## [TEXT SEGMENT]
↓↓↓
Python pyodbc connections to IBM Netezza Erroring - python

So. This issue is almost exactly the same as the one discussed here -- but the fix (such as it is) discussed in that post doesn't fix things for me.
I'm trying to use Python 2.7.5 and pyodbc 3.0.7 to connect from an Ubuntu 12.04 64bit machine to an IBM Netezza Database. I'm using unixODBC to handle specifying a DSN. This DSN works beautifully from the isql CLI -- so I know it's configured correctly, and unixODBC is ticking right along.
The code is currently dead simple, and easy to reproduce in a REPL:
In [1]: import pyodbc
In [2]: conn = pyodbc.connect(dsn='NZSQL')
In [3]: curs = conn.cursor()
In [4]: curs.execute("SELECT * FROM DB..FOO ORDER BY created_on DESC LIMIT 10")
Out[4]: <pyodbc.Cursor at 0x1a70ab0>
In [5]: curs.fetchall()
---------------------------------------------------------------------------
InvalidOperation Traceback (most recent call last)
<ipython-input-5-ad813e4432e9> in <module>()
↑↑↑
## [EXTRACTED DATA]
↓↓↓
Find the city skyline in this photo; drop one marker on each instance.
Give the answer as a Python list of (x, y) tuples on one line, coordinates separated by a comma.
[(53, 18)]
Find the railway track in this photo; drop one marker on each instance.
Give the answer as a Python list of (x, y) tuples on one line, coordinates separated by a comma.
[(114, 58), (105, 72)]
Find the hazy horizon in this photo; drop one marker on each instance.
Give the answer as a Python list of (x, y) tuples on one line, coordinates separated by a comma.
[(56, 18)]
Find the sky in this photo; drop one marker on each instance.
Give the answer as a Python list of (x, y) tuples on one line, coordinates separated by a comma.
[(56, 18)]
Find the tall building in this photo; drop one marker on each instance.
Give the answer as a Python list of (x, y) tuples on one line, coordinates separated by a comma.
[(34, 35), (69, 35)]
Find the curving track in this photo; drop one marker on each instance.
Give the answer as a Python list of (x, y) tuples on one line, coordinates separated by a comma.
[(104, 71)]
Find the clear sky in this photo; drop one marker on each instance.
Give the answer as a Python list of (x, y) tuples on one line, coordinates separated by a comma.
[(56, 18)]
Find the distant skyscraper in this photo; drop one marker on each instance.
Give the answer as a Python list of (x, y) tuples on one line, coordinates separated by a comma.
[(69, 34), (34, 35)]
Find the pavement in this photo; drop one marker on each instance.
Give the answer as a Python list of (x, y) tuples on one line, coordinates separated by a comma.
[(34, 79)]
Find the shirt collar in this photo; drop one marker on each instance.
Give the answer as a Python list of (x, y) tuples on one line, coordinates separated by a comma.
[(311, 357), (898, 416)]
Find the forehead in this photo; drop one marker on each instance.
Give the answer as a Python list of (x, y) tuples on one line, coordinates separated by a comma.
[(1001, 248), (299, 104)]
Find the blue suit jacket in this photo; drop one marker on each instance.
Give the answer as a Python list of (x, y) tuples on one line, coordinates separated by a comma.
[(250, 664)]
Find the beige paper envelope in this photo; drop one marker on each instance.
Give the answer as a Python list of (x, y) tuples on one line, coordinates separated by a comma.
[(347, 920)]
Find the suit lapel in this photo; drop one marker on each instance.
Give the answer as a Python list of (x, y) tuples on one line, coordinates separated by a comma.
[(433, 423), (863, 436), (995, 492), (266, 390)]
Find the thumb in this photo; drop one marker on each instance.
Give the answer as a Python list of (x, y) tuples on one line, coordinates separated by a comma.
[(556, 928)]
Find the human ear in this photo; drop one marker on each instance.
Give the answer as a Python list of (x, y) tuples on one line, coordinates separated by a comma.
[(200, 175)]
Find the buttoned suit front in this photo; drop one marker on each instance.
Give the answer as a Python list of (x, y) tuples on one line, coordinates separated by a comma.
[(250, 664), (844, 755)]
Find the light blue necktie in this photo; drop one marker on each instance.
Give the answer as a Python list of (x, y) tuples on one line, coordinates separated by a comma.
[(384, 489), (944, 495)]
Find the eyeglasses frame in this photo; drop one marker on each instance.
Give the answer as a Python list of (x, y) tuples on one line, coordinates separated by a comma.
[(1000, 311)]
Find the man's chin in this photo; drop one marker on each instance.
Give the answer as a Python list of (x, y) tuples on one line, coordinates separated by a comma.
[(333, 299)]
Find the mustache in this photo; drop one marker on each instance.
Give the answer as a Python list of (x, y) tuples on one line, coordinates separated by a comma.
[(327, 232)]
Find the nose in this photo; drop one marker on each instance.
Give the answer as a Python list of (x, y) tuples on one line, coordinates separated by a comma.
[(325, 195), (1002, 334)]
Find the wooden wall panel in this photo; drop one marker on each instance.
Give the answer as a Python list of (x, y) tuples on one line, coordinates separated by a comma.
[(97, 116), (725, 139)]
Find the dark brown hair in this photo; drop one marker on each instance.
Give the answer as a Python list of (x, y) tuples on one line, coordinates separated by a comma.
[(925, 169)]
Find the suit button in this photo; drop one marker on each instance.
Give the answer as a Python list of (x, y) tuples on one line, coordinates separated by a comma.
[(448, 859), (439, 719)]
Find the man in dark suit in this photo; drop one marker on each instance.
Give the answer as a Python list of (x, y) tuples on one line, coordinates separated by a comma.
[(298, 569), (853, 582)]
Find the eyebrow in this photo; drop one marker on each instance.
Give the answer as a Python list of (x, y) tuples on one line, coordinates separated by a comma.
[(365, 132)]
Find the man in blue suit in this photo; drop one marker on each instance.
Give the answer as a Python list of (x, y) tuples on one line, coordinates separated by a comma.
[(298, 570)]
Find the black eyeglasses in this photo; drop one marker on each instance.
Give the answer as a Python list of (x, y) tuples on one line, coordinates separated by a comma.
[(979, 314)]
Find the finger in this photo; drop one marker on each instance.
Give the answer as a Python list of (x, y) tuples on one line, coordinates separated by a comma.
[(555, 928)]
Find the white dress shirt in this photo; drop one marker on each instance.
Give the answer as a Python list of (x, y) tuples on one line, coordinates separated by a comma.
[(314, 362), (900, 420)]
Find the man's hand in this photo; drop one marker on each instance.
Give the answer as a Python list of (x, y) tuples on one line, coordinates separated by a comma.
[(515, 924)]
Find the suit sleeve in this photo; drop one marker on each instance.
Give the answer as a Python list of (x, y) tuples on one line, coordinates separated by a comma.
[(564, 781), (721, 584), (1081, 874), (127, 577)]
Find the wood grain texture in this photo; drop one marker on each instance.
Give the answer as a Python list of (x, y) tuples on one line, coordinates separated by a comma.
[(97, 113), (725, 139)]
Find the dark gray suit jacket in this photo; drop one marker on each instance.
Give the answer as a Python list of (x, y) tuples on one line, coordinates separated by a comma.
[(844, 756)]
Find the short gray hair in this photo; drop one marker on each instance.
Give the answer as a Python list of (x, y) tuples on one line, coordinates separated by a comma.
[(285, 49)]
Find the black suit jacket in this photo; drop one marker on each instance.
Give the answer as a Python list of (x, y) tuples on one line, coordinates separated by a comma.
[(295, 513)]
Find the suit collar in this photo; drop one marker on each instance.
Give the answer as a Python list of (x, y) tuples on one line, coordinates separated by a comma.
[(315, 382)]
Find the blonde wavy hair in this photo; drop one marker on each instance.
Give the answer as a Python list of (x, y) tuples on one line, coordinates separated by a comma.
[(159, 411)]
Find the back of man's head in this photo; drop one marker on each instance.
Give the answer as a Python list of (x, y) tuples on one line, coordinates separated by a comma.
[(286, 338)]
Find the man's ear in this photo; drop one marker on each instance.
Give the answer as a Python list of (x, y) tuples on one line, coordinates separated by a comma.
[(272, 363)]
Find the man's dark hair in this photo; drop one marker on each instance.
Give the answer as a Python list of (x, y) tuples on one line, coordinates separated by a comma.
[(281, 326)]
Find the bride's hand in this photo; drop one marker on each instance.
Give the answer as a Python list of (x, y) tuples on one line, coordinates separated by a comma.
↑↑↑
## [WHAT THE EXERCISE ASKS]
In the forum thread on pyodbc and Netezza, which versions of Python and pyodbc are used? The items have no connection to the forum thread.

## [FULL RESPONSE]
Python 2.7.5 and pyodbc 3.0.7.